▸ **TEXTO CITADO**
El don de cada uno no se debe limitar, controlar, condicionar, sino multiplicar, aumentar, acelerar. Si se interpreta la Tradición, como el capital de estos procesos de apertura, entonces intenta conferir a la energía de cada uno su más grande eficacia.

El sistema de reciprocidad hace pensar en un solenoide en el que mientras más se reproducen los círculos, más intensa es la inducción magnética. Mientras más se multiplican los ciclos de reciprocidad, tanto más crece el valor producido. Los ciclos se reproducen, no para estabilizar o conservar una ventaja obtenida, una situación adquirida, sino porque del corazón de cada ciclo nace una plusvalía espiritual. Si ponemos nuestra atención en el equilibrio de fuerzas, que hacen un ciclo, da la impresión que siempre es el mismo: A da a B, y B da a A, etc. o A da a B que da a C, que da a A... Pero la philia, el mana, producido por la reciprocidad, es de valor 1, para el primer ciclo, de valor 2 si el ciclo se reproduce, de valor n si el ciclo se reproduce n veces. El equilibrio es, por tanto, una noción equivoca, sino engañosa, porque hay que contar el valor de lo que no se ve: la philia, el mana, el Tercer indiviso, T en nuestro esquema.

▸ **REGISTROS**
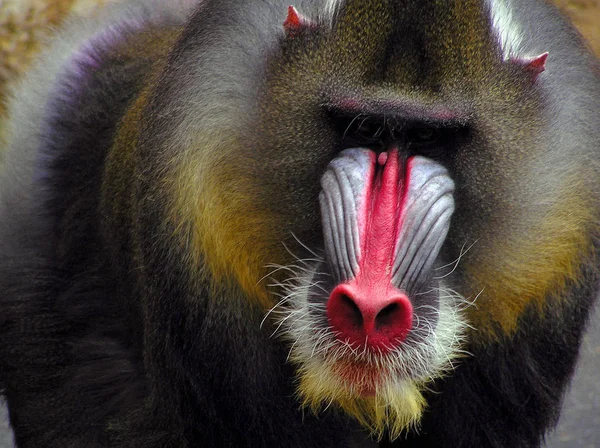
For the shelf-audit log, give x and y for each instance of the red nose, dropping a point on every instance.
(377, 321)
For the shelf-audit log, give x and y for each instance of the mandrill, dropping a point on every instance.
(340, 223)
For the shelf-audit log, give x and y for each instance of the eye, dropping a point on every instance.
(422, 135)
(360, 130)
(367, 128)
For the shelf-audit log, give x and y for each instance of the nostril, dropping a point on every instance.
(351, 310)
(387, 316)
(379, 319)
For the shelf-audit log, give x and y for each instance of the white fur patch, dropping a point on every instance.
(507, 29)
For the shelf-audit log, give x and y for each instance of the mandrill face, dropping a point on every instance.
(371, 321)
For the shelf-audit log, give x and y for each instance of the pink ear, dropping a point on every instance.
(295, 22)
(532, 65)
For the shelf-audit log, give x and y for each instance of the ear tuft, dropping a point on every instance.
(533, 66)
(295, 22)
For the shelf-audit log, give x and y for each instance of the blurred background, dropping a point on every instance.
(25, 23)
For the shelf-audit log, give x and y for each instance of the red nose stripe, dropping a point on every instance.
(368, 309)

...

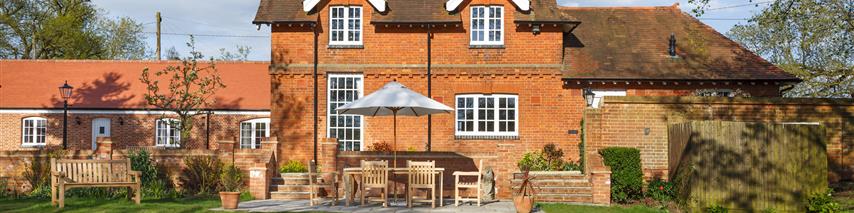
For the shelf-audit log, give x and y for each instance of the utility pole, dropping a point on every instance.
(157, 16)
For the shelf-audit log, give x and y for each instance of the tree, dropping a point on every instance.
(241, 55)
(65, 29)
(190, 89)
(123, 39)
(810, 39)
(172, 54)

▸ **EJERCICIOS**
(1) ¿Coinciden con el texto sobre la reciprocidad estas afirmaciones? Contesta sí o no a cada una y copia las palabras del texto que lo deciden.
(a) El don de cada uno se debe limitar y controlar.
(b) Cuanto más se multiplican los ciclos de reciprocidad, más crece el valor producido.
(c) Los ciclos se reproducen para conservar una ventaja obtenida.
(2) Vuelve a escribir tal cual el fragmento del texto sobre la reciprocidad que empieza en "El don de cada" y termina en "más grande eficacia.".

▸ **RESPUESTAS**
(1)
(a) No: "El don de cada uno no se debe limitar, controlar, condicionar, sino multiplicar, aumentar, acelerar."
(b) Sí: "Mientras más se multiplican los ciclos de reciprocidad, tanto más crece el valor producido."
(c) No: "Los ciclos se reproducen, no para estabilizar o conservar una ventaja obtenida, una situación adquirida, sino porque del corazón de cada ciclo nace una plusvalía espiritual."

(2)
El don de cada uno no se debe limitar, controlar, condicionar, sino multiplicar, aumentar, acelerar. Si se interpreta la Tradición, como el capital de estos procesos de apertura, entonces intenta conferir a la energía de cada uno su más grande eficacia.